- SELECTED TEXT -
------------------------

Because of some of the symptoms can cause other problems in the body as well, many people with diabetes eventually have to resort to additional methods to sustain their bodies. High blood pressure and extra blood vessel growth can occur with high blood sugar levels, so many people need to take medications to lower the chances of such effects. Sometimes the afflicted may have surgery performed to remove the excess blood vessels. People may even go farther as to have additional, more drastic surgeries and procedures done in an attempt to fix these problems.

Like with many diseases, people are looking to find a cure for diabetes. Scientists have been working for years to find a permanent solution, but unfortunately finding a “cure” in the sense of a vaccine or pill has turned up little success.

As mentioned earlier, type 2 diabetes is reversible in early stages by changes in diet and exercise. Doctors as early as the 1930s have thought that lessening or removing carbohydrates from a diagnosed person's diet would eventually lead to the body lowering its tolerance to insulin and cause the type 2 diabetes to be reversed. For later cases, particularly for patients who are considered morbidly obese, gastric bypass surgery has been proven to eventually cure the disease.

For type 1 diabetes things are a bit more difficult. Unlike type 2, type 1 stems from the lack of function in the human pancreas. Once a person's pancreas stops functioning, they cannot produce insulin at the needed amount. The simple solution, it would seem, would be to replace the damaged pancreas with one that is functional. Pancreas transplants have shown some minor signs of success in the past in curing type 1 diabetes, but as with all organ transplants, those that have the procedure done have to worry about the risk of organ rejection, infection, and other consequential complications. A combination of these risks, along with the astronomical costs that go along with such a medical procedure and lack of available donors, have prevented the vast majority of those with type 1 from seeking this solution as a cure. Another similar solution that is being researched currently is the use of stem cells to grow "clones" of human organs, such as the pancreas, that the body could recognize as native and not reject. Ideas like this are still in early stages though, and will most likely not be seen as viable cures for some time yet.

------------------------

- WHAT TO WORK ON -
A) According to the diabetes passage, since what decade have doctors believed that reducing carbohydrates in the diet could reverse type 2 diabetes?
B) Reproduce the diabetes passage word for word, beginning at the words "Like with many" and stopping after the words "cure the disease.".

------------------------

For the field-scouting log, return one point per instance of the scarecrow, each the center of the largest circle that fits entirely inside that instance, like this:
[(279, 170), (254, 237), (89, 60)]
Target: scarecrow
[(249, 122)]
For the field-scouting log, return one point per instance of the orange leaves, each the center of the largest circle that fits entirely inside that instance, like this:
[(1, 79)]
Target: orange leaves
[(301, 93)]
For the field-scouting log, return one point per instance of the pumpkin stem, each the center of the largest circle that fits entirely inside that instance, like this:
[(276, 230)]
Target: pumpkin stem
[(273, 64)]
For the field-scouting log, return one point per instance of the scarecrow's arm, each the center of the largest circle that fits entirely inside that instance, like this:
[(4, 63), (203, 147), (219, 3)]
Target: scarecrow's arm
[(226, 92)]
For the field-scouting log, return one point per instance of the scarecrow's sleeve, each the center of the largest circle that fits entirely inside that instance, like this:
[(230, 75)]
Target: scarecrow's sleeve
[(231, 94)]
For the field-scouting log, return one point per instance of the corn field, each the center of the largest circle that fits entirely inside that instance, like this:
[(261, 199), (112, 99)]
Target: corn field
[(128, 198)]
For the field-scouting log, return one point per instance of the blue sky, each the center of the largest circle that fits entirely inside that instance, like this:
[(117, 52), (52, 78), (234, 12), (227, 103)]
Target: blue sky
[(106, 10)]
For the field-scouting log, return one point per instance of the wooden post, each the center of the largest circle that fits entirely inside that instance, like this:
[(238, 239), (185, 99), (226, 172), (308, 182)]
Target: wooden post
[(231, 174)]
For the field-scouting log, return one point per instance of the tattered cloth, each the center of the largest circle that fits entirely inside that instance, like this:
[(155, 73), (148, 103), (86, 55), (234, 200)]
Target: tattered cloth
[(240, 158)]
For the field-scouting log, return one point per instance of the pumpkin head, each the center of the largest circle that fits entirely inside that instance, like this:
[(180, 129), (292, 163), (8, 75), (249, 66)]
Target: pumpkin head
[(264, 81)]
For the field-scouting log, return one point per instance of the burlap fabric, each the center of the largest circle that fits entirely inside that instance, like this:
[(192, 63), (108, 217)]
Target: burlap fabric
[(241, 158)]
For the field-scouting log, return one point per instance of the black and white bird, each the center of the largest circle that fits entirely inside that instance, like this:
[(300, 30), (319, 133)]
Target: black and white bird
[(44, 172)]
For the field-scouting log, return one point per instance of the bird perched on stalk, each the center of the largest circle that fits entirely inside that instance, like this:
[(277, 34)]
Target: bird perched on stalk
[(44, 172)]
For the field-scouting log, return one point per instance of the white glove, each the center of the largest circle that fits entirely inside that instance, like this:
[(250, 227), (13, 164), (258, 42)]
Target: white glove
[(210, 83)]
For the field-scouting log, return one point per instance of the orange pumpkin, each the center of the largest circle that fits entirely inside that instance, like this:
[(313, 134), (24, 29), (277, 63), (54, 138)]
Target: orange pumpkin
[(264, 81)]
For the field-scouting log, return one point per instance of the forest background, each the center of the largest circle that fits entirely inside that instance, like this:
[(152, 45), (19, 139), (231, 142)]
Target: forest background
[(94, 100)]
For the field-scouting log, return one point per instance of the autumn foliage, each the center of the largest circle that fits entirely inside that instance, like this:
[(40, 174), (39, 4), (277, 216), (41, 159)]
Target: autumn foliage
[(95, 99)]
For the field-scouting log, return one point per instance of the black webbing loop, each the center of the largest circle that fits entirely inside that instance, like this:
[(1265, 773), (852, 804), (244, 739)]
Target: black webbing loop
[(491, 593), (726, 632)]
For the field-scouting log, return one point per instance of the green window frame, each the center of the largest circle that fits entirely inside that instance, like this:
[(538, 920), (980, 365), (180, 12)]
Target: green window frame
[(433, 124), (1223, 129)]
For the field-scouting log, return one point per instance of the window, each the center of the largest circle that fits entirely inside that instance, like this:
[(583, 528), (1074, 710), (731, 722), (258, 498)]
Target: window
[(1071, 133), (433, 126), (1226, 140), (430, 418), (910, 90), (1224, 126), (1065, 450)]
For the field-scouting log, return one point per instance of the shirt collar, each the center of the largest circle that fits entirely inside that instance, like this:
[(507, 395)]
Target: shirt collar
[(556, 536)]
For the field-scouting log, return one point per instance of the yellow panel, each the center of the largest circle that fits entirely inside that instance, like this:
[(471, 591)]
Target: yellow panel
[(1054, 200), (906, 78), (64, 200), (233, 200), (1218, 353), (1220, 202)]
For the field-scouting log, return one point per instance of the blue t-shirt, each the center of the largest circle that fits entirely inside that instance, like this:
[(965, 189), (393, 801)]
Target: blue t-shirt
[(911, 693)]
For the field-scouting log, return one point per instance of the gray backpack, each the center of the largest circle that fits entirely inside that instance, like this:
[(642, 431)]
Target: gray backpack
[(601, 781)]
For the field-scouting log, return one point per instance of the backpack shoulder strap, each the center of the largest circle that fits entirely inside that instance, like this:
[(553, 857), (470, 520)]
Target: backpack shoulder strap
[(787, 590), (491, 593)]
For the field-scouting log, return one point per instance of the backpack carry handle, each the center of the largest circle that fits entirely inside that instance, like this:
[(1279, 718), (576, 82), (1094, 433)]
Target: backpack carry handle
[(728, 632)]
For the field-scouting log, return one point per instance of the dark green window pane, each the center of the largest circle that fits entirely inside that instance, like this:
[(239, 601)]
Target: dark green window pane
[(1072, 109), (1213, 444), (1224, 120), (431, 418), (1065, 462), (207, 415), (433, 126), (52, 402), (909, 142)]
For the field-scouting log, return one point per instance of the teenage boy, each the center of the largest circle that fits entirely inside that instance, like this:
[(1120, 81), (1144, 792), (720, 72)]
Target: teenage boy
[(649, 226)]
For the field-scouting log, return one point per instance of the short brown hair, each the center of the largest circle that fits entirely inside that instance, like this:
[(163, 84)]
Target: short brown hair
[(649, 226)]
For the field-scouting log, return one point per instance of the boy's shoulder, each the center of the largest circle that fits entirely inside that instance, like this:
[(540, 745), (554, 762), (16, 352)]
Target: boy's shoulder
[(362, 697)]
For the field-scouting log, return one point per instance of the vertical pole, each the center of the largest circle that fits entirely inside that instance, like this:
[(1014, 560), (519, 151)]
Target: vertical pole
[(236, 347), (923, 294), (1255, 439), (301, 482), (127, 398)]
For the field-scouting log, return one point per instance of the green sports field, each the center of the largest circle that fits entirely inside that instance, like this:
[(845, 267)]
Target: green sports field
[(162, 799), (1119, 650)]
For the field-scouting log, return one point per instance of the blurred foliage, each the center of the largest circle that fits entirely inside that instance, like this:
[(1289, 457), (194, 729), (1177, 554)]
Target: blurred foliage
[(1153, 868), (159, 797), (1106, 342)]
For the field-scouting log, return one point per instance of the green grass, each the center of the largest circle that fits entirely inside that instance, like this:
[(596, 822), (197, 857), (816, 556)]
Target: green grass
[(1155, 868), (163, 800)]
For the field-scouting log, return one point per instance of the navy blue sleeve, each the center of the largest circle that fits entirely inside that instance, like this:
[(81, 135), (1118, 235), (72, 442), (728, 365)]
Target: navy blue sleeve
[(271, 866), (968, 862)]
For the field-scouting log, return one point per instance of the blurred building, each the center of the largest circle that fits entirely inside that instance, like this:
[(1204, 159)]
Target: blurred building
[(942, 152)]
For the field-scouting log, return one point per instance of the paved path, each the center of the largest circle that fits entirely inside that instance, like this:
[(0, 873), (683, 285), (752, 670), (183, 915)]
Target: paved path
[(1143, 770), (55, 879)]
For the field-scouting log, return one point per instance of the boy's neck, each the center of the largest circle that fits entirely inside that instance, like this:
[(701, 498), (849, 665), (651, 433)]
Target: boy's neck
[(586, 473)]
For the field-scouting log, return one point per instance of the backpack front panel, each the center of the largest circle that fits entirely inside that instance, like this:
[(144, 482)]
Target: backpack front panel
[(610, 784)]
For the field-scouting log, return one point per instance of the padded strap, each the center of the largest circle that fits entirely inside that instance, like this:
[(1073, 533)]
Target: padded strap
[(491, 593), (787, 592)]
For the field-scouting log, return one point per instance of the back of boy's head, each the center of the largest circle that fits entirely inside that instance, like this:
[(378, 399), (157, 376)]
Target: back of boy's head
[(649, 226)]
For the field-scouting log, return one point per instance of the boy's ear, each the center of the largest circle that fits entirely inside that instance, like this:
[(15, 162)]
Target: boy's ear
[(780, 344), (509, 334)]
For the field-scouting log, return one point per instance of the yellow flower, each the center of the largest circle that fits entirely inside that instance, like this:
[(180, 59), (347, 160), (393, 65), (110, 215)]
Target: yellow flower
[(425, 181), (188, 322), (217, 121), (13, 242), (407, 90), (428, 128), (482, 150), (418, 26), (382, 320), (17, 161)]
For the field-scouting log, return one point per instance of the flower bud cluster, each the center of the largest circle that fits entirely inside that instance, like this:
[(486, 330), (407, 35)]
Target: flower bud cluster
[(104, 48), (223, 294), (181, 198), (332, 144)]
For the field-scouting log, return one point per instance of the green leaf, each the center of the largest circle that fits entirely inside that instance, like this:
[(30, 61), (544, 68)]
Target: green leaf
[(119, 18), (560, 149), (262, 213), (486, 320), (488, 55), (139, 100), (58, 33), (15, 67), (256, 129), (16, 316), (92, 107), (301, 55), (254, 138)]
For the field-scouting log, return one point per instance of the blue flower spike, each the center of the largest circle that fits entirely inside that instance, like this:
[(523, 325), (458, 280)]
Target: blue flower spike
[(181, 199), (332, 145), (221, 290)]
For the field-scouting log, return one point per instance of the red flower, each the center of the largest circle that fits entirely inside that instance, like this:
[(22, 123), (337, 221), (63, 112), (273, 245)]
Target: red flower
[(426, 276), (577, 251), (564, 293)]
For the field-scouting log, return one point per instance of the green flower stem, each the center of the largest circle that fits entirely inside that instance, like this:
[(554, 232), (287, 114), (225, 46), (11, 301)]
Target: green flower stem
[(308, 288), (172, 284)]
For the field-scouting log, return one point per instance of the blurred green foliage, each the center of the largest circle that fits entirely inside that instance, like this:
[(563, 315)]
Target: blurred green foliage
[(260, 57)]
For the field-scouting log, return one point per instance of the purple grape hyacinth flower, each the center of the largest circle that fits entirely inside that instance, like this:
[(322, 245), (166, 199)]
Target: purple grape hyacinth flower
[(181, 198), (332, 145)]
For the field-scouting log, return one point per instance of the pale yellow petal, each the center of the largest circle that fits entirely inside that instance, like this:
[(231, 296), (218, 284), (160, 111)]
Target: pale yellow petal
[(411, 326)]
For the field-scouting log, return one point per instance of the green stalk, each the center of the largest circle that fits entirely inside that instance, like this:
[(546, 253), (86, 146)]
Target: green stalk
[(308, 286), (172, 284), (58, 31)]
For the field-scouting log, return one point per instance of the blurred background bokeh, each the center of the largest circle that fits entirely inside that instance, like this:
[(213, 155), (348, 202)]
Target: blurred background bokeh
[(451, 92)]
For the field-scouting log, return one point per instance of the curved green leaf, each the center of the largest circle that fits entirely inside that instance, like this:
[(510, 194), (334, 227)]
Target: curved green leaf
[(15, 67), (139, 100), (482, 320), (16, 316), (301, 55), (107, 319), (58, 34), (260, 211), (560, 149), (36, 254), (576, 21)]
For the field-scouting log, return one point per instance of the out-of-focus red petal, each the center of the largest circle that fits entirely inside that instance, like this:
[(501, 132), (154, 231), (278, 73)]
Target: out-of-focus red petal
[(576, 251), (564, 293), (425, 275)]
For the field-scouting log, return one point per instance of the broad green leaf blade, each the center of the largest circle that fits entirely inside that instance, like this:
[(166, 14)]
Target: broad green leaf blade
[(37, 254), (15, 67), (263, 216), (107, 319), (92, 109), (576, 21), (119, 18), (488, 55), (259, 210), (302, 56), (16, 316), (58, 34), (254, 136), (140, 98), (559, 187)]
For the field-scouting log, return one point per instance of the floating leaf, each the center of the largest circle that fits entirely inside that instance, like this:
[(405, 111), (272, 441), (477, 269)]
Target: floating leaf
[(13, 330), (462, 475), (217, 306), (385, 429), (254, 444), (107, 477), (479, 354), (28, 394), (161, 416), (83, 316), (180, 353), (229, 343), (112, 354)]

------------------------

- ANSWERS TO THE EXERCISES -
A) Since the 1930s.

B)
Like with many diseases, people are looking to find a cure for diabetes. Scientists have been working for years to find a permanent solution, but unfortunately finding a “cure” in the sense of a vaccine or pill has turned up little success.

As mentioned earlier, type 2 diabetes is reversible in early stages by changes in diet and exercise. Doctors as early as the 1930s have thought that lessening or removing carbohydrates from a diagnosed person's diet would eventually lead to the body lowering its tolerance to insulin and cause the type 2 diabetes to be reversed. For later cases, particularly for patients who are considered morbidly obese, gastric bypass surgery has been proven to eventually cure the disease.